- AVAILABLE RECORDS -
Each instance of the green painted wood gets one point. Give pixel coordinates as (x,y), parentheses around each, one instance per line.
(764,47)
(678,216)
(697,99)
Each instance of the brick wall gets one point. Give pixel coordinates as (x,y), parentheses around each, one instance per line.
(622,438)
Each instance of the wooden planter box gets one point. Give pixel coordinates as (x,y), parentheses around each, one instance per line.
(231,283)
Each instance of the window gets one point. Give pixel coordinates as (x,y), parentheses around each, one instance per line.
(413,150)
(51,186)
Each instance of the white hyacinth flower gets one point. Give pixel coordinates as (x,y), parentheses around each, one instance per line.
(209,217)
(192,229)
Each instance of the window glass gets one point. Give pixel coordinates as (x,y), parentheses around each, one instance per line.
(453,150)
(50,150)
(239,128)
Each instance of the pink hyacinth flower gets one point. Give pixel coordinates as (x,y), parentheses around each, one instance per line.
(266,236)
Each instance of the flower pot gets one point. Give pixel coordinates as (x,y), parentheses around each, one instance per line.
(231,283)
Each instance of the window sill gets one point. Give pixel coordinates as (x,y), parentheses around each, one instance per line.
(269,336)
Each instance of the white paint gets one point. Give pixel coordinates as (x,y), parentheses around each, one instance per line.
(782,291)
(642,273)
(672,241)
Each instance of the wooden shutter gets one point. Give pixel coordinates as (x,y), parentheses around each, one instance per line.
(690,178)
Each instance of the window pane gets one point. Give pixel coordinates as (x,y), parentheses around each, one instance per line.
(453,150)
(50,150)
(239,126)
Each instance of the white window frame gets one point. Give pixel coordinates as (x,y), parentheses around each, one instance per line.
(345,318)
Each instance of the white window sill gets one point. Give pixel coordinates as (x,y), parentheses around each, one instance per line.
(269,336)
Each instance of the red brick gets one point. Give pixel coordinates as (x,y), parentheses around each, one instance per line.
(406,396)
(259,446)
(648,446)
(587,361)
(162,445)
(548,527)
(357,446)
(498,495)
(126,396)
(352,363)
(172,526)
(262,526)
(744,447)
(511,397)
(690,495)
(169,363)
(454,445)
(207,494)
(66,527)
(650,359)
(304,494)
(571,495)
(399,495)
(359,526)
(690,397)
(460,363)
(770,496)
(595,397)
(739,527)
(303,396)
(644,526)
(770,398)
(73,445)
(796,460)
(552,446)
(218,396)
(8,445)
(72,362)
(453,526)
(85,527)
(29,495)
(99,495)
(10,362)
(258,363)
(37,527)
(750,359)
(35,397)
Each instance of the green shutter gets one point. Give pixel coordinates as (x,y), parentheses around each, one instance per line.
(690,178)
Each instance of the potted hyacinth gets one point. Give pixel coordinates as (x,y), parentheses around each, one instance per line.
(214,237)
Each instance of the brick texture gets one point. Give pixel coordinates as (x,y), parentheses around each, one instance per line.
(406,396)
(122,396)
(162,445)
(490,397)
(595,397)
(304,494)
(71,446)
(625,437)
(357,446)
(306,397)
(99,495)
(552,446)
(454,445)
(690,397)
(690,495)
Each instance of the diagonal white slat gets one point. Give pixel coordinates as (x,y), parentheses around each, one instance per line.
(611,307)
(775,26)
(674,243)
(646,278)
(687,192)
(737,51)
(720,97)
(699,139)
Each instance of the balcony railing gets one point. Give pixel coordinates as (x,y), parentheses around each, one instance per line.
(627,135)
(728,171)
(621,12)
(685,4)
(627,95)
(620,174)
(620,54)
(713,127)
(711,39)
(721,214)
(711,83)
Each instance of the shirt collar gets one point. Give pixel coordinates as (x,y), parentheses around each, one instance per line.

- GOAL OF THE EXERCISE -
Could you type out every entry again exactly as it stands?

- OUTPUT OF THE EXERCISE -
Each instance of the green painted wood gets one point. Give pixel coordinates as (x,y), parentheses around each, one instance per line.
(764,47)
(678,216)
(697,99)
Each instance of the brick wall gets one point. Give pixel coordinates as (x,y), parentheses around each, one instance per line.
(622,438)
Each instance of the wooden planter box gets one point. Give pixel coordinates as (x,y), parentheses around each, one instance per line.
(231,283)
Each instance of the window gets one point. Give pixel coordinates as (x,y), parentheses around each, one instance per line.
(413,150)
(51,186)
Each instance of the white hyacinth flower gets one point. Give pixel coordinates as (x,y), parentheses around each, one instance per line.
(209,217)
(192,229)
Each instance of the window glass gets one point. Give pixel coordinates as (x,y), parentheses around each, one instance per line.
(453,150)
(50,150)
(239,128)
Each instance of the pink hyacinth flower gets one point. Give pixel coordinates as (x,y), parentheses around each, one instance per line.
(266,236)
Each instance of the flower pot gets one point. Give pixel coordinates as (x,y), parentheses around each, one instance per line.
(231,283)
Each instance of the window sill gets one point. Give pixel coordinates as (x,y), parentheses around each, one instance per line.
(269,336)
Each instance of the white paint gets one point. Give pixel coordinates as (x,y), parentheses around each, one instance per line.
(782,291)
(642,273)
(672,241)
Each instance of the wooden shutter gets one point. Give pixel coordinates as (x,y), parentheses around each, one instance per line.
(690,178)
Each instance of the window pane gets one point. Give pixel coordinates as (x,y), parentheses around each, one instance per line.
(453,150)
(50,150)
(239,126)
Each instance of the white window frame gets one point. Give pixel coordinates as (x,y), parentheses around each, one instance per line.
(345,318)
Each instance of the white window sill gets one point. Give pixel coordinates as (x,y), parentheses around each, one instance per line.
(269,336)
Each instance of the red brick gets one point. Give pixel coordinates as (x,y), parentheses around each, one instance per line.
(406,396)
(259,446)
(648,446)
(587,361)
(162,445)
(548,527)
(357,446)
(498,495)
(126,396)
(352,363)
(172,526)
(262,526)
(744,447)
(511,397)
(690,495)
(169,363)
(454,445)
(207,494)
(66,527)
(650,359)
(304,494)
(571,495)
(399,495)
(359,526)
(690,397)
(460,363)
(770,496)
(595,397)
(739,527)
(303,396)
(644,526)
(770,398)
(73,445)
(796,460)
(552,446)
(218,396)
(8,445)
(72,362)
(453,526)
(85,527)
(29,495)
(99,495)
(10,362)
(258,363)
(37,527)
(750,359)
(35,397)
Each instance of the green shutter gets one point. Give pixel coordinates as (x,y), parentheses around each, one instance per line.
(690,178)
Each instance of the potted hyacinth gets one point. Give pixel coordinates as (x,y), parentheses around each, one instance per line.
(214,237)
Each instance of the brick texture gets one point. Give pixel coordinates as (x,y), parentheses around each, one instance per line.
(406,396)
(122,396)
(162,445)
(490,397)
(595,397)
(304,494)
(71,446)
(625,437)
(357,446)
(306,397)
(99,495)
(552,446)
(454,445)
(690,397)
(690,495)
Each instance of the diagonal white slat gets one point. Give pixel coordinates as (x,y), parentheses around each, one instance per line.
(611,307)
(775,26)
(674,243)
(646,278)
(687,192)
(737,51)
(720,97)
(699,139)
Each instance of the balcony railing gets one point. Give pixel coordinates as (x,y), parentheses around each, one instance per line.
(627,135)
(728,171)
(621,12)
(685,4)
(627,95)
(620,174)
(620,54)
(713,127)
(711,39)
(721,214)
(711,83)
Each instance of the shirt collar gets one point. Give pixel coordinates as (x,y), parentheses around each, one instance per line.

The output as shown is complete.